_EXTRACT TO READ_
— start —

Instead of the rectangular waveform used in the Signal Simulation example, you can use a phase-coded waveform. To do so, replace the phased.RectangularWaveform System object™ with phased.PhaseCodedWaveform.

waveform = phased.PhaseCodedWaveform('Code','Frank','NumChips',4,...
    'ChipWidth',1e-6,'PRF',5e3,'OutputFormat','Pulses',...
    'NumPulses',1);

Then, redefine the pulse width, tau , using the properties of the new waveform.

tau = waveform.ChipWidth*waveform.NumChips;

The remainder of the code is almost identical to the code in the original examples and is presented here without comments. For a detailed explanation of how the code works, see the original Signal Simulation example.

antenna = phased.IsotropicAntennaElement('FrequencyRange',[1e9 10e9]);
target = phased.RadarTarget('Model','Nonfluctuating',...
    'MeanRCS',0.5,'PropagationSpeed',physconst('LightSpeed'),...
    'OperatingFrequency',4e9);
transmitterplatform = phased.Platform('InitialPosition',[0;0;0],...
    'Velocity',[0;0;0]);
targetplatform = phased.Platform('InitialPosition',[7000; 5000; 0],...
    'Velocity',[-15;-10;0]);
[tgtrng,tgtang] = rangeangle(targetplatform.InitialPosition,...
    transmitterplatform.InitialPosition);

% Use the radar equation to compute the transmitted power needed for a given Pd and Pfa.
numpulses = 10;
Pd = 0.9;
Pfa = 1e-6;
maxrange = 1.5e4;
lambda = physconst('LightSpeed')/target.OperatingFrequency;
RCS = 0.5;
Ts = 290;
SNR = albersheim(Pd,Pfa,10);
Gain = 20;
dbterms = db2pow(SNR - 2*Gain);
Pt = (4*pi)^3*physconst('Boltzmann')*Ts/tau/RCS/(lambda^2)*maxrange^4*dbterms;

transmitter = phased.Transmitter('PeakPower',50e3,'Gain',20,...

— end —

Extracted data entries
— start —

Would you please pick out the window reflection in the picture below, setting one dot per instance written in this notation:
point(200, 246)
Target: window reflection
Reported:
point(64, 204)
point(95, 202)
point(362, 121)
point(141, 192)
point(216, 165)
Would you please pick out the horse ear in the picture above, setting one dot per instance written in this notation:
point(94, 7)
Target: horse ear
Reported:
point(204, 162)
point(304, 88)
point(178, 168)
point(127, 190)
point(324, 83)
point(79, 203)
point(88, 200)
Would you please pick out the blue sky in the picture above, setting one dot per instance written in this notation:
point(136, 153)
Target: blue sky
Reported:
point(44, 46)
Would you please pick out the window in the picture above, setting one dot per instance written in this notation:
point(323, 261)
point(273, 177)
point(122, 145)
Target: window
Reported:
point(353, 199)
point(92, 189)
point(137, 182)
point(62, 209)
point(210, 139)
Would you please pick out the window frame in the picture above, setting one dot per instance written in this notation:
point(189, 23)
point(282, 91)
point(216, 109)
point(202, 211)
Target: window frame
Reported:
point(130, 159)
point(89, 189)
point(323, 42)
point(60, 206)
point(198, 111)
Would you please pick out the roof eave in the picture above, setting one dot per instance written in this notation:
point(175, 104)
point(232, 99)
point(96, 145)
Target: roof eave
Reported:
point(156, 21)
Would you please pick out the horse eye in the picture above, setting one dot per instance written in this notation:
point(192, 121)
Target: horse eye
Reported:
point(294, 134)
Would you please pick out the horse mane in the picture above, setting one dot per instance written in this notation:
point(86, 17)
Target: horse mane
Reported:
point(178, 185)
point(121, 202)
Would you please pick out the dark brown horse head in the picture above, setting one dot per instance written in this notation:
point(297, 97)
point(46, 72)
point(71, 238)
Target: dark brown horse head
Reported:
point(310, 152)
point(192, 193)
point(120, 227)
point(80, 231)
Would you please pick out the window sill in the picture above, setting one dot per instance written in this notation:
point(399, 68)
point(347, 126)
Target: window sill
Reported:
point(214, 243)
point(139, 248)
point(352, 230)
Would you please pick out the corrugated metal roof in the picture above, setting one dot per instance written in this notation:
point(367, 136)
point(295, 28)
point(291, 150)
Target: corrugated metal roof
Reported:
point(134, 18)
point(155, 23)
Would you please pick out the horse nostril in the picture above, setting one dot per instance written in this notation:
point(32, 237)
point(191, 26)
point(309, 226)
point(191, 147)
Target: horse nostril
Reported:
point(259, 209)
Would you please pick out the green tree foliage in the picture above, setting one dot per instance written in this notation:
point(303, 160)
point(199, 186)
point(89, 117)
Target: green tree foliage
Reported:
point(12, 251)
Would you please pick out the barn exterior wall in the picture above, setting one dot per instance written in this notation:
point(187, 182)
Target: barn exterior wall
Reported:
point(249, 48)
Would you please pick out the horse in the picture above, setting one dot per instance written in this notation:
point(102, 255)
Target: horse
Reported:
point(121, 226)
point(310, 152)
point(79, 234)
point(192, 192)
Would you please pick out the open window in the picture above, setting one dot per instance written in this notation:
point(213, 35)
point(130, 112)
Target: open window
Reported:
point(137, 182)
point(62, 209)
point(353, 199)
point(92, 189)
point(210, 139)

— end —

_EXERCISE BRIEF_
Update the phase-coded waveform excerpt by rewriting everything from "tau = waveform.ChipWidth*waveform.NumChips;" down to "phased.Platform('InitialPosition',[7000; 5000; 0],...", putting "Swerling1" in place of "Nonfluctuating".

_SOLUTION FOR THIS PROBLEM_
tau = waveform.ChipWidth*waveform.NumChips;

The remainder of the code is almost identical to the code in the original examples and is presented here without comments. For a detailed explanation of how the code works, see the original Signal Simulation example.

antenna = phased.IsotropicAntennaElement('FrequencyRange',[1e9 10e9]);
target = phased.RadarTarget('Model','Swerling1',...
    'MeanRCS',0.5,'PropagationSpeed',physconst('LightSpeed'),...
    'OperatingFrequency',4e9);
transmitterplatform = phased.Platform('InitialPosition',[0;0;0],...
    'Velocity',[0;0;0]);
targetplatform = phased.Platform('InitialPosition',[7000; 5000; 0],...